### Passage for review
Appellants moved to dismiss on the grounds that appellee had not appealed to the superior court under AS 29.10.426, providing for appeals from the determinations of boards of equalization, and that appellee should not be allowed to collaterally attack the decision of the board. This motion was denied, without opinion. Both parties then filed cross motions for summary judgment and stipulated on this method of disposing of the case. Summary judgment was granted to appellee church, declaring the properties in question to be exempt from real property taxation.

The two main issues presented on appeal are: (1) whether the bringing of a declaratory judgment action instead of following the statutory method of appeal from a tax equalization board determination should bar appellee from litigating its claimed tax exemption, and (2) whether the properties in question are exempt from taxation.

THE PROCEDURAL ISSUE

Appellants argue that the exclusive method of review of the equalization board's determination is that found in AS 29.10.426, which provides:

"A person aggrieved by an order of the board of equalization may appeal to the superior court for review de novo after he has exhausted his administrative remedy under §§ 369-540 of this chapter."

Both parties concede that this type of appeal was not sought, that the action before us was an original action when filed, and that the right of appeal from a board of equalization determination differs in certain cases from the right to commence an independent action.

In Keiner v. City of Anchorage, 378 P.2d 406 (Alaska 1963), this court laid down the rule that on appeal from administrative agencies or district (then magistrate) courts there may not be a trial de novo unless the superior court requires it. This rule was based upon an interpretation of legislative enactments subsequent to Alaska statehood and a procedural rule promulgated by this court. The court stated:

"[I]f the agency record is not sufficient to determine the issue on appeal, or if the record discloses that justice requires evidence to be taken de novo, the superior court has the discretion to do what is necessary by granting a new trial or hearing, either in whole or in part." Keiner v. City of Anchorage, supra, at 410.

Appellants argue that the review of the board of equalization's determination should have been on the record, including a transcript of the board hearing and any other documents which might have been available. Appellants argue that only if the record *435 were inadequate, or if the superior court in its discretion granted a de novo hearing, should the review have been de novo and not limited only to the record. It is argued that unless the rule laid down in Keiner is enforced, it means a reversion to the system by which all review of administrative action would be de novo. Additionally, appellants argue that the substantial evidence rule will be overturned if an independent action such as the one before us is permitted.

It is true that the substantial evidence rule is of great importance. One of the purposes of administrative agencies is to serve as fact-finding boards in fields in which they possess expertise greater than, or at least equal to, that of the judiciary. The litigation of various questions before administrative tribunals, which are vested with power to act within a given field, also results in judicial economy, as many administrative determinations are final and are not appealed by either party. Running through the entire field of administrative law is the policy of not overturning the factual findings of administrative agencies unless there is a lack of substantial evidence in the record as a whole to sustain the agencies' determinations. Universal Camera Corp. v. NLRB, 340 U.S. 474, 71 S. Ct. 456, 95 L. Ed. 456 (1951).

Appellee argues that whatever may be the general rule, in the case before us the standard of review was the same because there were no genuine factual issues in dispute. It urges that the only point at issue is whether, under agreed facts, the residential properties in question are taxable as a matter of law. Appellee argues that even if it had followed the prescribed procedure, only this question would have been presented for consideration by the superior court. It also points out that if this action were to be dismissed on procedural grounds it would only result in the same questions being brought before the court at some later date, with essentially the same facts, the same legal issues, and with additional expense to all parties.

### Tasks
1. List every point that both parties concede in the tax-exemption passage.
2. Carry on the tax-exemption passage, starting after its last sentence.

### Data extracts
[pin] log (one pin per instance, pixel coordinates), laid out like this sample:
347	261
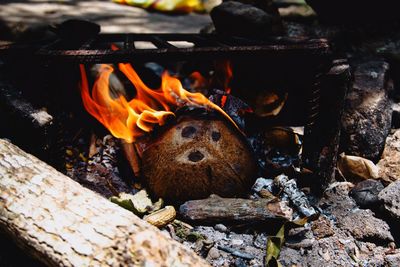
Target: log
216	209
61	223
322	131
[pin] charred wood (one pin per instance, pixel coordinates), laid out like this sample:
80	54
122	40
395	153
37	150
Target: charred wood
216	209
322	131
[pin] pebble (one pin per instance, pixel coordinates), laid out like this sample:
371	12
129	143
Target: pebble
221	228
214	253
236	242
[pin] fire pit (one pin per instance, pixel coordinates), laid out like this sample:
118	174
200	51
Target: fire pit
215	125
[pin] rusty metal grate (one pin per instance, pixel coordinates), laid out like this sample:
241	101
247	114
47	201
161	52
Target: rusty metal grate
324	96
98	49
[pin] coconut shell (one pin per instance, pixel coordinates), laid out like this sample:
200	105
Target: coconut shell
196	158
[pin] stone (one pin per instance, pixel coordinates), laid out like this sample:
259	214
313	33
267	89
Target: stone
363	226
390	196
336	200
221	228
322	228
366	120
214	253
393	260
390	162
236	242
396	115
235	18
366	193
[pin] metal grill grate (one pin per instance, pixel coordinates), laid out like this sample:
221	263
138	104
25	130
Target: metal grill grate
98	49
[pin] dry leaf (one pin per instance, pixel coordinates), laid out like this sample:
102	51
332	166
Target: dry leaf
356	169
161	217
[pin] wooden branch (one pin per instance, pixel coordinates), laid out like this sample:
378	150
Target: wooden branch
63	224
216	209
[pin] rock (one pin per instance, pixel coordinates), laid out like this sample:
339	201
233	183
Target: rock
390	196
235	18
356	169
221	228
214	253
262	183
366	120
393	260
366	193
236	242
390	162
322	228
396	115
336	200
362	225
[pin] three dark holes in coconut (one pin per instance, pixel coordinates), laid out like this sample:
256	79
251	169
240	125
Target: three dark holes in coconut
190	132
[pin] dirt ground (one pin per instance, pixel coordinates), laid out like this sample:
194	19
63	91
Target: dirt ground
111	16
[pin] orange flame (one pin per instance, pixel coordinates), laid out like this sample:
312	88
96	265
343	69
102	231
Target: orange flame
131	119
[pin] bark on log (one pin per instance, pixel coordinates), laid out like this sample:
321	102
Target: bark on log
216	209
63	224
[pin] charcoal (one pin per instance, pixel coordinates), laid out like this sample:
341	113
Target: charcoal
356	12
366	121
366	193
389	169
390	197
236	108
296	196
235	18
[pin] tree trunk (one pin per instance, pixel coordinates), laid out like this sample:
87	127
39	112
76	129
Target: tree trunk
63	224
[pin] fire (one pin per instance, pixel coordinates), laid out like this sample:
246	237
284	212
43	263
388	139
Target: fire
130	120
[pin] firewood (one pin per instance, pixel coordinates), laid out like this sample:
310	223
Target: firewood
196	158
131	156
216	209
61	223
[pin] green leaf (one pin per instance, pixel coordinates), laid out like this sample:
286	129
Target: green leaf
274	245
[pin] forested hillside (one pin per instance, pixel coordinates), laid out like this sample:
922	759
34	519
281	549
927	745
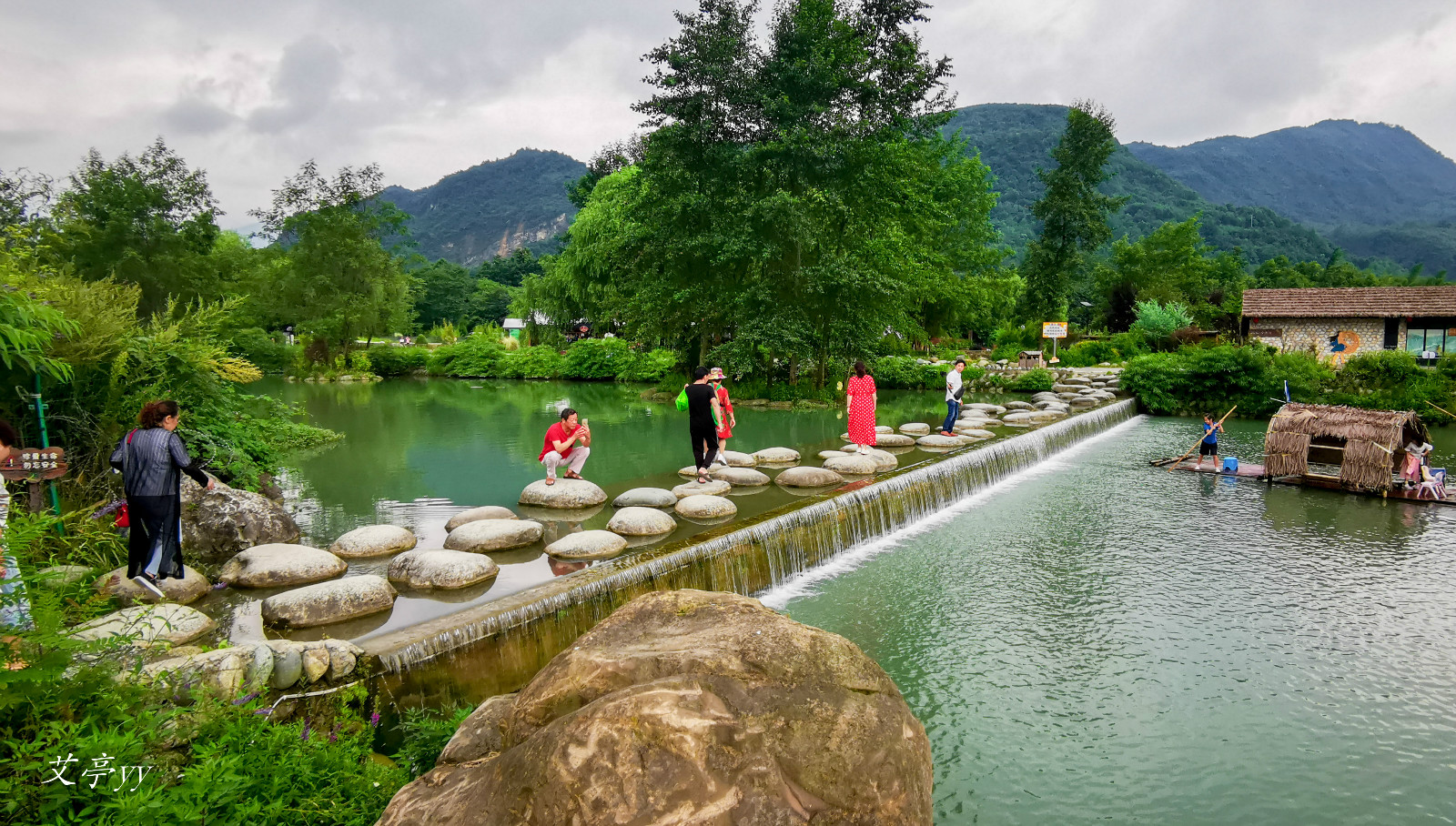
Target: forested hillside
491	208
1016	138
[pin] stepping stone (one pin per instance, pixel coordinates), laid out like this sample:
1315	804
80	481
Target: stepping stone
181	590
441	569
589	546
852	466
642	522
713	488
373	541
329	602
742	478
645	498
475	514
808	478
778	456
149	624
703	507
567	493
494	536
280	565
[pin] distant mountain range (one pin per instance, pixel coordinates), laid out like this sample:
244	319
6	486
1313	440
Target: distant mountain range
1373	189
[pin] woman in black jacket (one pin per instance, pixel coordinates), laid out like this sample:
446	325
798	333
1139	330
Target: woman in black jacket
152	461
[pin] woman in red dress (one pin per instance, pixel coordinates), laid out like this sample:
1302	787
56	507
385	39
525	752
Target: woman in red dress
727	422
863	408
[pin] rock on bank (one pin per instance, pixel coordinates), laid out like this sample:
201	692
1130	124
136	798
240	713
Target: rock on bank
688	707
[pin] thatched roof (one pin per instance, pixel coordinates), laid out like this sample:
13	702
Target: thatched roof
1372	439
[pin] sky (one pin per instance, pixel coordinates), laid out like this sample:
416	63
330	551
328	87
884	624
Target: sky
249	92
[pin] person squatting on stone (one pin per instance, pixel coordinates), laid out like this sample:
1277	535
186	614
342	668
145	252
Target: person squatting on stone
561	447
152	461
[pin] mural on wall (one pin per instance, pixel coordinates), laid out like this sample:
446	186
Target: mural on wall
1343	345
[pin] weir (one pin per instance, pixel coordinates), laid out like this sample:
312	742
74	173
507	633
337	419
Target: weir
497	648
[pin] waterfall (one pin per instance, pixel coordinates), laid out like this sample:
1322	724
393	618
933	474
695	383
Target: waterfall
535	624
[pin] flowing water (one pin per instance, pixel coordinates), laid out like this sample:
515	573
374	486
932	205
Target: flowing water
1098	640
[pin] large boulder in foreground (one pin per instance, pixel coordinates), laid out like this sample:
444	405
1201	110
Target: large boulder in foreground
686	707
220	522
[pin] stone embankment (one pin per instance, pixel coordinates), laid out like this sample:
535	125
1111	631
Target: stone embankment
686	707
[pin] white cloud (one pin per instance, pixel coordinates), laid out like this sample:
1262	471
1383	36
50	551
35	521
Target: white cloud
429	89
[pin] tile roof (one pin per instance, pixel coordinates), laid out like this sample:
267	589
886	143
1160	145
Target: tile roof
1350	301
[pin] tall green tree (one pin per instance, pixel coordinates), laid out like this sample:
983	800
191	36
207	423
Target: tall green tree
1074	213
146	220
339	281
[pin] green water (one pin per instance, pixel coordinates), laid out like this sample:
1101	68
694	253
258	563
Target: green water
419	451
1103	641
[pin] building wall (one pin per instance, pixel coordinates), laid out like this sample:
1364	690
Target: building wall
1334	339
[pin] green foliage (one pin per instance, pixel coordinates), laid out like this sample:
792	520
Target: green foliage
390	359
427	731
1072	211
1034	381
262	351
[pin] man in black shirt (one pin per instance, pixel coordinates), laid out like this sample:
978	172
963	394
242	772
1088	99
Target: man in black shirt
703	410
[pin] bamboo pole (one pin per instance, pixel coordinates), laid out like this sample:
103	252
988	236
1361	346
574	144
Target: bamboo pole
1200	441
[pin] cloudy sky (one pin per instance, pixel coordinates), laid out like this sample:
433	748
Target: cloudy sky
251	90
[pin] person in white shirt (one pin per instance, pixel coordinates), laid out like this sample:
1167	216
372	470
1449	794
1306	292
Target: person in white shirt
954	388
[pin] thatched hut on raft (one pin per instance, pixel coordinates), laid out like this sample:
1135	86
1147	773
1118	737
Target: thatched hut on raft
1365	444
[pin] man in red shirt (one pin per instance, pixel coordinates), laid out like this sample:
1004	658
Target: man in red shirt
561	447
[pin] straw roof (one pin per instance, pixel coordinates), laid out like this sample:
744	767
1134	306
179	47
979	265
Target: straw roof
1372	439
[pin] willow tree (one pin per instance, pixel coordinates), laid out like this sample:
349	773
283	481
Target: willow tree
1072	211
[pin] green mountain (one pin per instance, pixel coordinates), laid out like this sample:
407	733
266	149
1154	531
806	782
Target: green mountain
491	208
1375	189
1016	138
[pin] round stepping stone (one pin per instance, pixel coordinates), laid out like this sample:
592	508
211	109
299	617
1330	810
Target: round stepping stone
808	478
494	536
149	624
776	456
567	493
373	541
329	602
181	590
477	514
441	569
703	507
854	464
280	565
742	476
645	498
642	522
589	546
713	488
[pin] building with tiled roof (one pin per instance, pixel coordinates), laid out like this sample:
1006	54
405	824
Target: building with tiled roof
1339	323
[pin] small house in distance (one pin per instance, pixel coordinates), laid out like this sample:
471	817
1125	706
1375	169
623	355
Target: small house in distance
1339	323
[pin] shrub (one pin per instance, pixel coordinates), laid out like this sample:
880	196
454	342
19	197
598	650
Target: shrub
389	359
1034	381
261	349
596	359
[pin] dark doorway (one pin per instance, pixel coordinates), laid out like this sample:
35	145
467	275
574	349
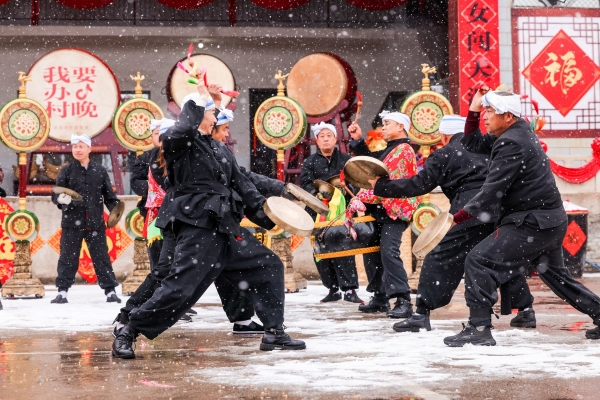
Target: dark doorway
263	160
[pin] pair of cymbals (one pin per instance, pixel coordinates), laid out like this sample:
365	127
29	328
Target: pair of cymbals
113	218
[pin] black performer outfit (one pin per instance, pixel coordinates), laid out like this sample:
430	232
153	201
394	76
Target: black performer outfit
84	220
460	174
200	218
385	269
336	273
530	230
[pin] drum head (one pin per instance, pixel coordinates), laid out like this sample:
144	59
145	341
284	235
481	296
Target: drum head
358	170
216	72
307	198
433	234
115	215
319	83
289	216
74	195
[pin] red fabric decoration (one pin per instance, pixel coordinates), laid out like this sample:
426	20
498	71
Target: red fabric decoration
83	5
378	5
578	174
280	4
185	4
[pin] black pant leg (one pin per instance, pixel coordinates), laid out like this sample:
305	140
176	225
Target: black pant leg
197	261
395	279
345	271
236	304
444	267
327	271
68	261
96	241
258	272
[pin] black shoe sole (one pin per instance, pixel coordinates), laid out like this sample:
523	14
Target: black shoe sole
123	357
523	324
482	343
269	347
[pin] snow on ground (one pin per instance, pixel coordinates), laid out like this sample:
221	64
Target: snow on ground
344	348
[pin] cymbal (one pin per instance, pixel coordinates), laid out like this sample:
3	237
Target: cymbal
289	216
433	234
115	215
74	195
358	170
307	198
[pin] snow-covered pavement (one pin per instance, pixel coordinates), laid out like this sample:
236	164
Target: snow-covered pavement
348	353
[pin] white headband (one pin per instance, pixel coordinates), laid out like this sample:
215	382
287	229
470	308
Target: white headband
225	117
400	118
503	104
316	129
201	101
452	124
76	139
165	124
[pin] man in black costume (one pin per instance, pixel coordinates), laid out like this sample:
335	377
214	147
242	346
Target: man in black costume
200	219
532	222
460	174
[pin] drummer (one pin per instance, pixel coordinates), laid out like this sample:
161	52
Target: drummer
201	215
385	270
460	174
336	273
84	220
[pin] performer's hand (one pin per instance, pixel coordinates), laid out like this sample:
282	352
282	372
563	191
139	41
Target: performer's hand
215	92
476	103
64	199
355	131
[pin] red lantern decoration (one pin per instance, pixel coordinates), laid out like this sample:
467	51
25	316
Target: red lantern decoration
379	5
280	4
85	4
185	4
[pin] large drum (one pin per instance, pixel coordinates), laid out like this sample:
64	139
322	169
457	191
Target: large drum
320	81
216	72
331	239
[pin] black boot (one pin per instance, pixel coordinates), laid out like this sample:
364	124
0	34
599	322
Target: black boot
352	297
375	304
334	295
415	323
524	319
277	339
123	343
477	336
402	309
59	300
593	334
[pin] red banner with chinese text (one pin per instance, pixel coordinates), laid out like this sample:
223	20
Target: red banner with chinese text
478	48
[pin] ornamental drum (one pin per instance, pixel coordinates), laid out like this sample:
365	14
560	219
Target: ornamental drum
332	239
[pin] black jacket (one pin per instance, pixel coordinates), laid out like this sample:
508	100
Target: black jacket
519	182
317	166
139	176
207	188
93	184
458	172
360	148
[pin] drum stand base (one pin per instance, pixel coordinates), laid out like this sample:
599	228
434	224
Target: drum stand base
22	283
142	267
293	281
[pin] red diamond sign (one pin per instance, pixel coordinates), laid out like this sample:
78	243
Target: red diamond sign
574	239
562	73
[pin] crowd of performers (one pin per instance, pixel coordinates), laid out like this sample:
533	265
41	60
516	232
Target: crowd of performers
508	217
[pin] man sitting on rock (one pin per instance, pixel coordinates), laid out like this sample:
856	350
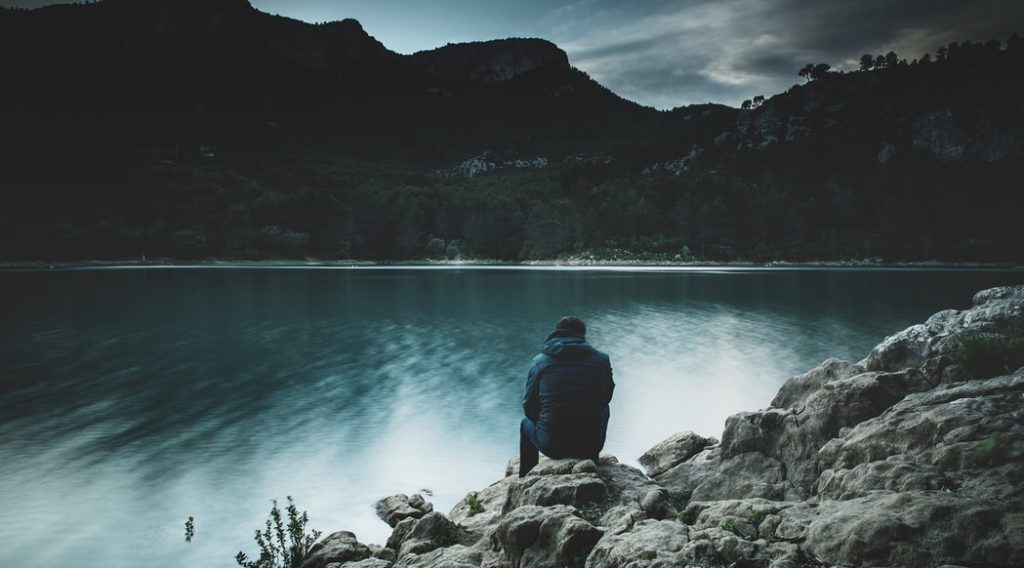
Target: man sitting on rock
567	393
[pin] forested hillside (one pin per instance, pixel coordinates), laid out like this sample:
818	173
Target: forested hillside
190	130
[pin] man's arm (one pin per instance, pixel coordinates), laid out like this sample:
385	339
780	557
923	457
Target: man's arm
531	402
611	383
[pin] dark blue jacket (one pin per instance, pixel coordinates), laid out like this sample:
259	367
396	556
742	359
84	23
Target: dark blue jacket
567	393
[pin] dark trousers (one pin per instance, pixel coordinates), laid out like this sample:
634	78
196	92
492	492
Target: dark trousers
528	454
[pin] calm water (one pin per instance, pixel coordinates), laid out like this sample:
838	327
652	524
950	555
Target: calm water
132	399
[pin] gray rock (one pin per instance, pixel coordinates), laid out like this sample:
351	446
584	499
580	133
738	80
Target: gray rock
577	490
431	531
650	543
394	509
368	563
457	556
532	536
747	475
673	450
338	547
492	498
916	529
925	344
685	477
795	390
655	504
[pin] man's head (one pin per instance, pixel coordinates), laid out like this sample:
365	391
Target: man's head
572	324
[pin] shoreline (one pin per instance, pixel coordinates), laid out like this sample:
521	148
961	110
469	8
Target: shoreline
488	263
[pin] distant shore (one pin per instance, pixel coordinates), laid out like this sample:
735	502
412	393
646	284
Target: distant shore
554	263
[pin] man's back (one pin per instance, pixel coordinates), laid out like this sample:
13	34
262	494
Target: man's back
567	393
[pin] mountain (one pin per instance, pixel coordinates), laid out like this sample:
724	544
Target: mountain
206	128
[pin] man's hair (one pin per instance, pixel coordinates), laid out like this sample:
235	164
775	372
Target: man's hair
572	324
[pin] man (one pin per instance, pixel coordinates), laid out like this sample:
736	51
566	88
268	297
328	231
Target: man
567	393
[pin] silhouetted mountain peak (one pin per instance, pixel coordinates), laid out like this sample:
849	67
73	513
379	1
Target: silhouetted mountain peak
491	60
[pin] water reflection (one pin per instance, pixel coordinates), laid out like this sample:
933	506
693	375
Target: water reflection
133	399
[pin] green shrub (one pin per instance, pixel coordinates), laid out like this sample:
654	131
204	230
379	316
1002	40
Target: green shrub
282	545
985	354
680	499
687	517
446	538
475	507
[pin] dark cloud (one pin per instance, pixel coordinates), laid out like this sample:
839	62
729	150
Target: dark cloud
671	53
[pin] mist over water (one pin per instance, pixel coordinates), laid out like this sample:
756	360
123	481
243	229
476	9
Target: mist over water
132	399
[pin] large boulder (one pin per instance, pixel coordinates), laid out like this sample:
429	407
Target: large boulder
398	508
796	389
927	345
902	460
650	543
532	536
338	547
915	529
674	450
431	531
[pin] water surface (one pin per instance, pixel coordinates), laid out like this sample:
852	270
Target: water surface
132	399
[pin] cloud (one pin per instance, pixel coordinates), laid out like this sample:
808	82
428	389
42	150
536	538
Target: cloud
668	53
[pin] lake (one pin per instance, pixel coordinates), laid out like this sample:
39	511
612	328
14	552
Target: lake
134	398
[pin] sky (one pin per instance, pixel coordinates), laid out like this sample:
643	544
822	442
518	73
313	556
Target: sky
667	53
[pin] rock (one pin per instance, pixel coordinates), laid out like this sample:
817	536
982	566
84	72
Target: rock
398	508
368	563
653	543
577	490
417	501
492	499
748	475
798	388
532	536
431	531
338	547
794	436
916	529
673	450
968	437
898	461
383	553
685	477
457	556
925	344
656	506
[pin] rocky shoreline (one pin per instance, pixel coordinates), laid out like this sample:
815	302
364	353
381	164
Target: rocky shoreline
910	457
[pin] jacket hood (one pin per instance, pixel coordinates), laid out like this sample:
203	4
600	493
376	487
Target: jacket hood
563	345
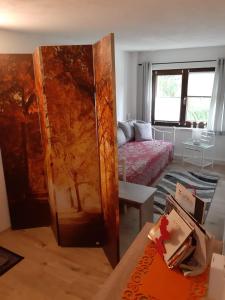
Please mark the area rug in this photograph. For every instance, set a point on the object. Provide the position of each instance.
(202, 184)
(8, 260)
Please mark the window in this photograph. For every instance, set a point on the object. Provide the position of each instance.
(182, 96)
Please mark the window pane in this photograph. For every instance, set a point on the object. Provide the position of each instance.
(200, 83)
(168, 98)
(197, 109)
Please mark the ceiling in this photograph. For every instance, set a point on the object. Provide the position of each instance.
(137, 24)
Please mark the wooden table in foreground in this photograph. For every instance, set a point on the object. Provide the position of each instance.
(117, 281)
(140, 197)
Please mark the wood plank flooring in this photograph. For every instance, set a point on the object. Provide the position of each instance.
(51, 272)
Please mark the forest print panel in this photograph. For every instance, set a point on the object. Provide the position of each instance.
(104, 67)
(69, 131)
(20, 143)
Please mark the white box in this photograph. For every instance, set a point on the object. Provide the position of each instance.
(216, 290)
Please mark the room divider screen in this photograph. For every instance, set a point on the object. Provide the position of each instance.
(20, 143)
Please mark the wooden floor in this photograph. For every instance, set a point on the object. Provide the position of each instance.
(215, 220)
(49, 271)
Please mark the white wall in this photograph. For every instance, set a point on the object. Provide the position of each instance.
(185, 55)
(126, 84)
(4, 210)
(182, 55)
(184, 134)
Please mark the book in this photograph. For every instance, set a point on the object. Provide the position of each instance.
(178, 230)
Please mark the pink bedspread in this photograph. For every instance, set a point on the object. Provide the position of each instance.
(145, 161)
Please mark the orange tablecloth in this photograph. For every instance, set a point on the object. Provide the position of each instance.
(153, 280)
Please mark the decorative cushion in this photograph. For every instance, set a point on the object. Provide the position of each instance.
(128, 129)
(121, 139)
(143, 131)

### Expected results
1.
- The statutory appeal under AS 29.10.426 was not sought.
- The action before the court was an original action when filed.
- The right of appeal from a board of equalization determination differs in certain cases from the right to commence an independent action.

2.
In Matanuska-Susitna Borough v. King's Lake Camp, 439 P.2d 441 (Alaska 1968), the borough contended that the appellee had incorrectly instituted an action for both declaratory and injunctive relief instead of paying its taxes under protest and suing for recovery, and that appellee had not obtained a ruling from the board of equalization, thereby failing to exhaust its administrative remedy. This court in that case stated its opinion that the procedural questions presented should await a more appropriate occasion for their resolution. We feel similarly in the case before us. Appellee's only procedural irregularity was in terming its action before the superior court an original action for declaratory relief instead of an appeal from an adverse ruling of the board of equalization. Unlike the King's Lake Camp case, appellee here did in fact apply for relief from the board of equalization before seeking relief in the courts.

It is noteworthy that the superior court indicated its willingness to make a determination on the merits when it denied appellants' motion to dismiss for failure to state a claim. This can be regarded as an exercise of the court's discretion to hear the matter de novo on appeal from the board of equalization. We have already noted that the facts in this case were not seriously in dispute.

Considering all of these circumstances, we have concluded that any procedural irregularities committed by appellee should not bar it from a determination on the merits.

THE SUBSTANTIVE ISSUE

The pertinent parts of the statute which we must construe, AS 29.10.336, read as follows:

"(a) Property * * * used exclusively for nonprofit religious * * * purposes * * * [is] exempt from [property] taxation. (b) The term `property used exclusively for religious purposes' includes the *436 following types of property owned by a religious organization: (1) the residence of the pastor, priest, rabbi, minister, or religious order, which residence is owned by a recognized religious organization; (2) a structure, and the land it stands on, which is used for public worship, solely charitable purposes, religious education, or a nonprofit hospital; (3) the furniture and fixtures in a structure used exclusively for religious purposes; (4) lots adjacent to a structure or residence mentioned in (1) or (2) of this subsection, and which are reasonably necessary to the convenient use of the structure; (5) lots required by local ordinance for parking in connection with the structure as defined in (2) of this subsection. (c) Property or part of the property described in (a) or (b) of this section from which rentals or income are derived is not exempt from taxation under (a) of this section, unless the rentals or income are derived from the rental of the property by religious or educational groups for classroom space."

This statute was enacted pursuant to Article IX, Section 4, of the Constitution of the State of Alaska, which reads in part:

"All, or any portion of, property used exclusively for nonprofit religious, charitable, cemetery, or educational purposes, as defined by law, shall be exempt from taxation. Other exemptions of like or different kind may be granted by general law."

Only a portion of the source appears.